### Task instructions
Quote exactly, and only, the lines from the one with "the pool deck" through the end of the listing.

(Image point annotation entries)
++++++++
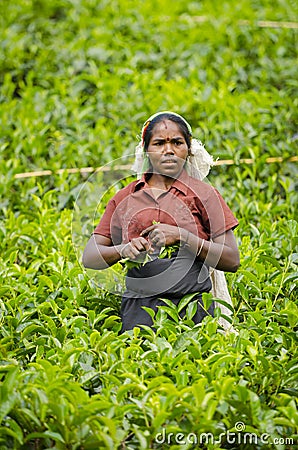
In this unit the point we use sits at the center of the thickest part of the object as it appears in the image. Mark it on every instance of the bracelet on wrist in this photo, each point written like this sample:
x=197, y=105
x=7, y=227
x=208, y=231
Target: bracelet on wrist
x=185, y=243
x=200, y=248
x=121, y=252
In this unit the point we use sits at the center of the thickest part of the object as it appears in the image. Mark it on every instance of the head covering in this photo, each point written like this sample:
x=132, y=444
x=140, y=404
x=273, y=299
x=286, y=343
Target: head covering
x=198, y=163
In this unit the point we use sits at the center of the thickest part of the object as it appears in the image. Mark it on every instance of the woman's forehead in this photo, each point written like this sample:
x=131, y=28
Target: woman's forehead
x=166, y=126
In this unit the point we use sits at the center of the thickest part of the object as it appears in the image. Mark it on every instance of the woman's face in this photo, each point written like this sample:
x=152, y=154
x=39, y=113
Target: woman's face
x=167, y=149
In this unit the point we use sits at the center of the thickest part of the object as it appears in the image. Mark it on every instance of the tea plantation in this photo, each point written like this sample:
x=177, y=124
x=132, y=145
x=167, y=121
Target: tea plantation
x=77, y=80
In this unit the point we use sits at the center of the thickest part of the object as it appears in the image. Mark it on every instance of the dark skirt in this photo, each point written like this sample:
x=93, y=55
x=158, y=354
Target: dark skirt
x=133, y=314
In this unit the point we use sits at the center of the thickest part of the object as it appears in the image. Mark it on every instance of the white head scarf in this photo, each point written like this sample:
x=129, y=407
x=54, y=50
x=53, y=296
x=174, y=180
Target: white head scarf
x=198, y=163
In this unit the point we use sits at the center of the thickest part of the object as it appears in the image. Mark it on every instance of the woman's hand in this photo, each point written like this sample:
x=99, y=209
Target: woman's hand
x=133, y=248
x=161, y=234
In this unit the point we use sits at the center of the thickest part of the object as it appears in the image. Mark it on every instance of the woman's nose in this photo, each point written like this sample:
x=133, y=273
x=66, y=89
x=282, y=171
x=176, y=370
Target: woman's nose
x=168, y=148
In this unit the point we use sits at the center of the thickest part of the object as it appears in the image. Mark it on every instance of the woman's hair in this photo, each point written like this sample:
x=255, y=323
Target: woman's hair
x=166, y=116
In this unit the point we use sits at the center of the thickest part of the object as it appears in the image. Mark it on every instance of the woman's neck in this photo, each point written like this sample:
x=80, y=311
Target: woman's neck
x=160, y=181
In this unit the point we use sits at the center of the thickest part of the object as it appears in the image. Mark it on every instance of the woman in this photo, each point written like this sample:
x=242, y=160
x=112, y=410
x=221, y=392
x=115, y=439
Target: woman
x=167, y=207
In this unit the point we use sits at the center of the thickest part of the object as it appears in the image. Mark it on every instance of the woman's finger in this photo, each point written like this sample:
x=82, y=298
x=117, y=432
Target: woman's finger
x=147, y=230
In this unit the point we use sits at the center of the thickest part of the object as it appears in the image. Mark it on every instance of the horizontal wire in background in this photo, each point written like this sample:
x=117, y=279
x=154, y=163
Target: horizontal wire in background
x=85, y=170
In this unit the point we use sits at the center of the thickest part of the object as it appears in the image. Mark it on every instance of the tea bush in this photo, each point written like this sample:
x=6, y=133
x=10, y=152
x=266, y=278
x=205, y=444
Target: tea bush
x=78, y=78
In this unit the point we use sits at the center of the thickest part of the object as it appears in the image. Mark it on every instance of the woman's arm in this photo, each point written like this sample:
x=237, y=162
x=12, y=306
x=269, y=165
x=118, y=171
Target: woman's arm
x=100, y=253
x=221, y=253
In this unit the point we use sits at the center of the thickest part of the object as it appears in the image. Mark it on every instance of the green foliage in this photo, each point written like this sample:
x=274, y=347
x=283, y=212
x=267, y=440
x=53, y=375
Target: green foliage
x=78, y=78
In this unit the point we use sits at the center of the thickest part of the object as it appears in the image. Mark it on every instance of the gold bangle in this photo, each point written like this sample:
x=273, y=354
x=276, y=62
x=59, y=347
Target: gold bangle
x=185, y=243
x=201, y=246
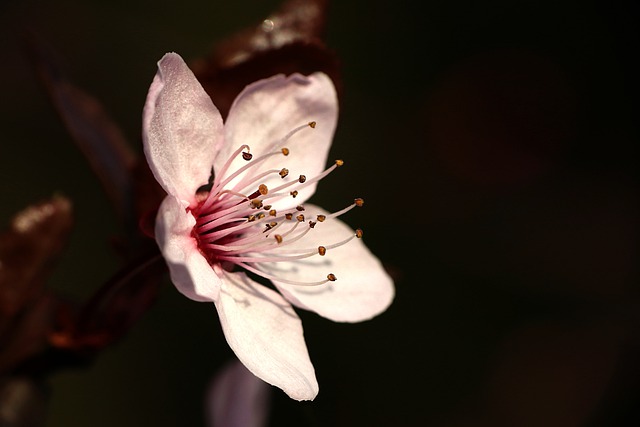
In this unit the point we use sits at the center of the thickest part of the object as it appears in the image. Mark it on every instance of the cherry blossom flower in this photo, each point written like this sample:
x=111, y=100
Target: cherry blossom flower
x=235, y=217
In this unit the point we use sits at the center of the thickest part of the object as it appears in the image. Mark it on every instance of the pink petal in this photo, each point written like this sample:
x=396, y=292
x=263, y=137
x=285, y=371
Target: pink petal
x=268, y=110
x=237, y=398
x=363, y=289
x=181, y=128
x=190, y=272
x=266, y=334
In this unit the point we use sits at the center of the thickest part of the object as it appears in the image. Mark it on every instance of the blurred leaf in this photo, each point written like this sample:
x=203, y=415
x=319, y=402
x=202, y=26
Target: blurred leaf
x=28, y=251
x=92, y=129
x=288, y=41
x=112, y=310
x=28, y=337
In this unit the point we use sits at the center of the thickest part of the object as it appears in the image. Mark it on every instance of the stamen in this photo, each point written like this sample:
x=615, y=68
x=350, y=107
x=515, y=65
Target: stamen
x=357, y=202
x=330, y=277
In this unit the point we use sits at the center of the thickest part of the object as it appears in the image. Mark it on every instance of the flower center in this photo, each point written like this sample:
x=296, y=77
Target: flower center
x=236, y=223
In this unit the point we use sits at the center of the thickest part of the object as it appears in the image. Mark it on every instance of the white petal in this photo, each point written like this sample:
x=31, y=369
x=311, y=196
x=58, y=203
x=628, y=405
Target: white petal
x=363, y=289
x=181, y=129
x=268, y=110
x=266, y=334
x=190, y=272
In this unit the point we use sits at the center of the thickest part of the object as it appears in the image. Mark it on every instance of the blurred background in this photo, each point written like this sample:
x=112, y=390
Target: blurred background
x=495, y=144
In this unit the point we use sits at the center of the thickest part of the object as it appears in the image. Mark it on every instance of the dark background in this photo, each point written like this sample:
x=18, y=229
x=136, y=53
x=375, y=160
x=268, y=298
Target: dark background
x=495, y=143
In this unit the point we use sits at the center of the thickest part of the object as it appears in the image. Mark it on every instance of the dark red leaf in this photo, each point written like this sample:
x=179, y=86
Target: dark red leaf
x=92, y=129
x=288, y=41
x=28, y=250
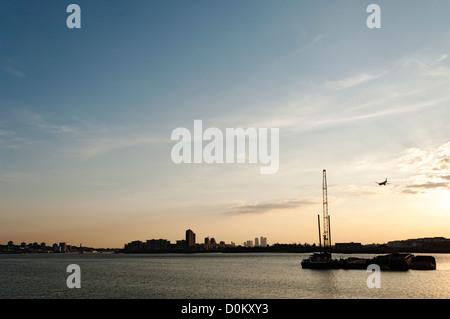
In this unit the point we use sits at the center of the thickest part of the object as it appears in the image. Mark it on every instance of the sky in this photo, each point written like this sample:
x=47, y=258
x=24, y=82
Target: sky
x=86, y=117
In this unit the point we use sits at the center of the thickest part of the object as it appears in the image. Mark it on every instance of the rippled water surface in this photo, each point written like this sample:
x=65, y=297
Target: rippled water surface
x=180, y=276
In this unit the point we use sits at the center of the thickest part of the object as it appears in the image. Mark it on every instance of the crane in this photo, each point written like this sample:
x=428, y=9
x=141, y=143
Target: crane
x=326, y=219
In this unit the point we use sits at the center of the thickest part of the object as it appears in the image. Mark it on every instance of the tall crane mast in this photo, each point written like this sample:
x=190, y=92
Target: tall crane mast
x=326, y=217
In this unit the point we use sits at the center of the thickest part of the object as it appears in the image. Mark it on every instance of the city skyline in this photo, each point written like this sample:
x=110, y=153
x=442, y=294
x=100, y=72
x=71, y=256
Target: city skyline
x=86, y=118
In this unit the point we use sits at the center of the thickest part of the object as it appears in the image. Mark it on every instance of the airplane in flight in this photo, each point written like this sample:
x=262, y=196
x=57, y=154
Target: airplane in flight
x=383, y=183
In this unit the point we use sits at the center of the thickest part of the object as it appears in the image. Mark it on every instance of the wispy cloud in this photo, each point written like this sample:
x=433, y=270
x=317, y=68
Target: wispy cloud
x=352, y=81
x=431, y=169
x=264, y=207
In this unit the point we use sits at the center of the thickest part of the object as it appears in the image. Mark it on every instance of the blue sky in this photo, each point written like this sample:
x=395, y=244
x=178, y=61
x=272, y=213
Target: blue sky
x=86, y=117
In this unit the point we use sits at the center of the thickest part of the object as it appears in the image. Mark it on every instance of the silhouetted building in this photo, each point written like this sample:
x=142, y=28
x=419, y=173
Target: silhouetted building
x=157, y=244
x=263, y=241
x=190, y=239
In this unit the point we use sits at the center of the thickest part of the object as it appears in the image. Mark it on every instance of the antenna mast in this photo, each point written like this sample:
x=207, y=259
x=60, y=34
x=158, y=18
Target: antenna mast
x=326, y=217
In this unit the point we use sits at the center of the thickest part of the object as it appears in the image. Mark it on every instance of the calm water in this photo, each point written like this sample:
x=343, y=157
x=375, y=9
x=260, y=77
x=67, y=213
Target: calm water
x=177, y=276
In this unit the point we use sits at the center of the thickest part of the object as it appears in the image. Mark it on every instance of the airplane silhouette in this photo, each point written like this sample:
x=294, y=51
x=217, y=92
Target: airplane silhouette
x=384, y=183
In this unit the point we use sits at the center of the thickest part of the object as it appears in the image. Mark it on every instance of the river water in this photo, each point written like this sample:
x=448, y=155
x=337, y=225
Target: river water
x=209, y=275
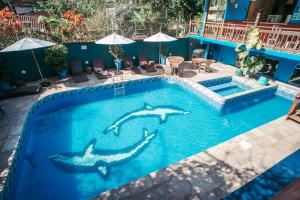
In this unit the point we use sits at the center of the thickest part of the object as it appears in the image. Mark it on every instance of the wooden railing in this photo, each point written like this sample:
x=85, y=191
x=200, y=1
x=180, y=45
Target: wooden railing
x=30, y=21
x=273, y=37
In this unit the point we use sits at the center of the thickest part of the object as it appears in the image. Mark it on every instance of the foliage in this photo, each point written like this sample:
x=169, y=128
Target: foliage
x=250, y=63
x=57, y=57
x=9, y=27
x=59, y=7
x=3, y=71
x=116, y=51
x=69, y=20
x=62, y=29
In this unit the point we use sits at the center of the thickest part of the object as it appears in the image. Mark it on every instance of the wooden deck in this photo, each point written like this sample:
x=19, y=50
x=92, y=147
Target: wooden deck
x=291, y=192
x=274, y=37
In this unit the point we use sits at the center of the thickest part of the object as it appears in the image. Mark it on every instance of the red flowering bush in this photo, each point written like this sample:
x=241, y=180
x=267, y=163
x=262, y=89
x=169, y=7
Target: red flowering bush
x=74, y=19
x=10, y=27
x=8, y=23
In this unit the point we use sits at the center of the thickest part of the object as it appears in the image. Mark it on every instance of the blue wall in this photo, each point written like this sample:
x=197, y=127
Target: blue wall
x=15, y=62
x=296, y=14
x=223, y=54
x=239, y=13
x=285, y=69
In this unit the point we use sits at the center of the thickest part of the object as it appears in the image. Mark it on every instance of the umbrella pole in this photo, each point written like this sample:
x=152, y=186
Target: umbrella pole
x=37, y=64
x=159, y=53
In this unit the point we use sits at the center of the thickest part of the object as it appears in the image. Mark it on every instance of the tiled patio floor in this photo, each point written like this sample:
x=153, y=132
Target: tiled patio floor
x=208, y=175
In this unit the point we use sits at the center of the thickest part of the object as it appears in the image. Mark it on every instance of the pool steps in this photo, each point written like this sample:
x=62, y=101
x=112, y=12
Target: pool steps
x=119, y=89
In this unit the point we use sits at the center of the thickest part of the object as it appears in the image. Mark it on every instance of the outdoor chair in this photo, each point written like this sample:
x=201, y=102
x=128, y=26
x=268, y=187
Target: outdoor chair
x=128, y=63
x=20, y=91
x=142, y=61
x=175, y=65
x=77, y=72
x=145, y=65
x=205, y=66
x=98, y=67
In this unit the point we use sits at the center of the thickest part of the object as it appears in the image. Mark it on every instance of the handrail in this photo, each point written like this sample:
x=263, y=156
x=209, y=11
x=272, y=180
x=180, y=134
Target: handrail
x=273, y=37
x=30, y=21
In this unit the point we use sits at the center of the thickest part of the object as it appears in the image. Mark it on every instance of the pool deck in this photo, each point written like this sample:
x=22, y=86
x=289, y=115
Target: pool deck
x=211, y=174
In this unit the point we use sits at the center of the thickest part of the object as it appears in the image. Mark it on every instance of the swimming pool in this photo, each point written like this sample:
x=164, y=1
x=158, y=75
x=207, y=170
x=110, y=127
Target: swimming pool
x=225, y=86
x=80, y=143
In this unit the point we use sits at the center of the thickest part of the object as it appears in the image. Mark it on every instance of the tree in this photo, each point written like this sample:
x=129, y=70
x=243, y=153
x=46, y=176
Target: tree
++++++++
### Answer
In this unit the point we use sits at the center of the thickest part of the object as it appears in the image. Mark it on every instance of the pool deck in this photo, each point written like this sample:
x=22, y=86
x=289, y=115
Target: pool deck
x=211, y=174
In this unit the point we use sits at the center of the thickest part of the object as it appears in the image. Mark it on every instance of the swimming pool in this photo, each point written like this sample:
x=164, y=1
x=158, y=75
x=207, y=170
x=110, y=127
Target: swimming pool
x=225, y=86
x=80, y=143
In this unit the point we use sits at the center of the thickest part of the object as it appears in the image. Mark it on every instance of the tree in this photo, each point written like this sample:
x=129, y=70
x=243, y=153
x=46, y=176
Target: tree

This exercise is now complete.